> **DOCUMENT PASSAGE**:
========================

Obama calls on Sen. Paul to drop objections to tax treaties

DARLENE SUPERVILLE, Associated Press

WASHINGTON (AP) — President Barack Obama on Friday called on Sen. Rand Paul to drop his “quirky” objections to pending international tax treaties so they can move forward in Congress.

Obama said the treaties will help U.S. authorities investigate and crack down on offshore tax evasion.

Paul has argued that they would infringe on Americans’ constitutional right to privacy because their tax data and personal financial information would be shared with other countries. Treaties cannot go into force unless ratified by the Senate, and the objection of any one senator halts action on legislative business pending in that house of Congress, as Paul has done in this case.

“I’m calling on the Senate, in particular Sen. Rand Paul, who’s been a little quirky on this issue, to stop blocking the implementation of tax treaties that have been pending for years,” Obama said at the White House, while promoting new financial rules to force companies to disclose more information about their owners.

“These treaties actually improve law enforcement’s ability to investigate and crack down on offshore tax evasion. And I’m assuming that’s not something that he’s in favor of,” Obama said.

========================

> **ENTRIES SUPPLIED**:
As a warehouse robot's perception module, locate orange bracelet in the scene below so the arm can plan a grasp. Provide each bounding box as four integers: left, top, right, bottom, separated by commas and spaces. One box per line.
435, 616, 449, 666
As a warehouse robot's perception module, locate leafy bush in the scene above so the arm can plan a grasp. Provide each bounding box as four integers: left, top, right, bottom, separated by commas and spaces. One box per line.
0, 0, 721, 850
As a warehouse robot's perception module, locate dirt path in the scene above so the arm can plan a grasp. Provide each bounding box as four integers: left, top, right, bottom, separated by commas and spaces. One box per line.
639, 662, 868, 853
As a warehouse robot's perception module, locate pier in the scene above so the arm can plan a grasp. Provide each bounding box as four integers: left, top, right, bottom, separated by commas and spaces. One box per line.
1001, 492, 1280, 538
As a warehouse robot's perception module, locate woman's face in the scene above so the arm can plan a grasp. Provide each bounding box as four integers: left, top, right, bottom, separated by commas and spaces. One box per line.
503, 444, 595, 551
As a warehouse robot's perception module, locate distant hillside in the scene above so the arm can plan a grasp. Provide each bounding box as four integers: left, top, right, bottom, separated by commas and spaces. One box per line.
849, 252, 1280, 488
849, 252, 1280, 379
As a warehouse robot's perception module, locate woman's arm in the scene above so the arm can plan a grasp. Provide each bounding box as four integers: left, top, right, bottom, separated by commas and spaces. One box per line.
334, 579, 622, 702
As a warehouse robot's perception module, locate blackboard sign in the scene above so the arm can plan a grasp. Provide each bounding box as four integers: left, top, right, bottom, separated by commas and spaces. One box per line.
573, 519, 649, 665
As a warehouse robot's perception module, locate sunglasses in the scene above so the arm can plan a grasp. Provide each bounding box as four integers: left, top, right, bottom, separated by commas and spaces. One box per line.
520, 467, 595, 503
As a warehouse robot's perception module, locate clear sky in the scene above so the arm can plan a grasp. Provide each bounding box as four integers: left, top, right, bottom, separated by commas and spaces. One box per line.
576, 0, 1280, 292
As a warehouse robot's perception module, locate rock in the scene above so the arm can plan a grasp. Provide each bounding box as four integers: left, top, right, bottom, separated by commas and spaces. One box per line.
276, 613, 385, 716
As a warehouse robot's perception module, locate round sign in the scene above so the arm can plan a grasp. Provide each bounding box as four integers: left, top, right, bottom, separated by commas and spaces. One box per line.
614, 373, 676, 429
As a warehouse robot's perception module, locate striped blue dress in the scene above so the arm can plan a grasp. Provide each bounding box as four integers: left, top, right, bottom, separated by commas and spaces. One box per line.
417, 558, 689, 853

========================

> **TASK SET**:
1) Answer these questions about the news article on Obama and Sen. Paul's treaty objections:
(a) Which right does Paul argue the treaties would infringe on?
(b) What must happen before a treaty can go into force?
(c) What was Obama promoting at the White House when he made his remarks?
2) Pick up the news article on Obama and Sen. Paul's tax-treaty objections where it stops.

> **ANSWERS BELOW**:
1)
(a) Americans' constitutional right to privacy.
(b) It must be ratified by the Senate.
(c) New financial rules to force companies to disclose more information about their owners.

2)
In a response via Twitter, Paul wrote: “Privacy and 4th Amendment rights are not ‘quirky.'”

Amendments to existing treaties with Luxembourg and Switzerland have been pending in the Senate since Obama’s first term.

In a November 2015 letter to Senate Majority Leader Mitch McConnell, Paul said he doesn’t condone tax cheats but can’t support a law that endangers legal foreign investment and “punishes every American in pursuit of a few tax cheats.”

The Senate Foreign Relations Committee approved eight tax treaties last November.

“An individual’s bank account is the epitome of who they are as a private citizen,” Paul wrote McConnell, a fellow Kentucky Republican, adding that the account can reveal where someone shops, where they eat, what medicines they take, who their doctors are and where they travel. “Bulk collection tax treaties are not a policy prescription to U.S. citizens conducting illicit financial transactions in a foreign country.”